## START Entries provided
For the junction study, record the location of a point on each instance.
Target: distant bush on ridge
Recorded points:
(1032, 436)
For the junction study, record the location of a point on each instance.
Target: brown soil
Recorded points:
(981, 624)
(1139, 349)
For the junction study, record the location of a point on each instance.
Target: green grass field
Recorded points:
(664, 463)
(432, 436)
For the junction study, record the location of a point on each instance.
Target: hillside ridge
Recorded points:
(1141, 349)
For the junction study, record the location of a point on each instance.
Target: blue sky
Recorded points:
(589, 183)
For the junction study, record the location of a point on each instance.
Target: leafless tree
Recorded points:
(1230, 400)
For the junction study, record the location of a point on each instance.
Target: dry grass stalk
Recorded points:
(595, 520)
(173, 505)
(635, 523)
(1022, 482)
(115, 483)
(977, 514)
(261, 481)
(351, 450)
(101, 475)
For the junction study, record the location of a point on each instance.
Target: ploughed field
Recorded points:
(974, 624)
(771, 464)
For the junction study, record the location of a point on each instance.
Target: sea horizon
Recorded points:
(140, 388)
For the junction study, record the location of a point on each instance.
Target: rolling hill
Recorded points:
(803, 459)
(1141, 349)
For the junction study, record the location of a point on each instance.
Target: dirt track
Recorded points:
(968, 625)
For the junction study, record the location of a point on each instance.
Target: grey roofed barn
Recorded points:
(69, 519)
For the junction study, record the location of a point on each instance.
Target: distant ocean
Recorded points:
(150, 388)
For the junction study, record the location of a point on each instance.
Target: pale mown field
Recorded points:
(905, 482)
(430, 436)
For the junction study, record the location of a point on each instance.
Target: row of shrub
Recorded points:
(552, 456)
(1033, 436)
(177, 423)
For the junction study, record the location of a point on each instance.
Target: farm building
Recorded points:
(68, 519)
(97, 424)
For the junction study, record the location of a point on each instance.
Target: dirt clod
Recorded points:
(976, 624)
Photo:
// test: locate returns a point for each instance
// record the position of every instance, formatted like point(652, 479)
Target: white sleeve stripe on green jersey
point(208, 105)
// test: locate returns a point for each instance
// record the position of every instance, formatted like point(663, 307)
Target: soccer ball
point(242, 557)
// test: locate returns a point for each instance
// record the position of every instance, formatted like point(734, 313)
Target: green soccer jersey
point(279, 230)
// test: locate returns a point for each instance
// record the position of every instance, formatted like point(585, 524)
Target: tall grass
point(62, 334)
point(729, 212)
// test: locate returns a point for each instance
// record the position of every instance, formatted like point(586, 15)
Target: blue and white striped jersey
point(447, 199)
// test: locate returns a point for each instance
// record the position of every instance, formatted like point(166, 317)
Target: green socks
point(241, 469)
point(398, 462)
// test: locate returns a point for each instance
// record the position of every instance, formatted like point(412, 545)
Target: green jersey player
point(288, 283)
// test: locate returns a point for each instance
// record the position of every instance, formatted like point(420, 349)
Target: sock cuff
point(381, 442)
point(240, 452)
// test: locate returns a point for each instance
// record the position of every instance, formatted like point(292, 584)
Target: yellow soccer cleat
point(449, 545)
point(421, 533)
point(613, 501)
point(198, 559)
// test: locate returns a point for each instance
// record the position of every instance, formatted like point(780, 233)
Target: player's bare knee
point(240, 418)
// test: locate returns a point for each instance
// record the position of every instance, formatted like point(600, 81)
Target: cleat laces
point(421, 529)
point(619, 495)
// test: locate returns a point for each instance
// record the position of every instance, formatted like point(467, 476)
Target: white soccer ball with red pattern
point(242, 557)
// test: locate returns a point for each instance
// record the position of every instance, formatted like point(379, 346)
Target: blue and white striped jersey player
## END Entries provided
* _Given task_
Can you rewrite the data from its start through the line containing "(1139, 349)", with "brown soil" replaced by "dark soil" and everything else left as it is?

* _Task result_
For the junction study, record the location of a point on each instance.
Target: distant bush on ridge
Recorded points:
(1032, 436)
For the junction study, record the location of a point on each instance.
Target: dark soil
Recorded points:
(981, 624)
(1139, 349)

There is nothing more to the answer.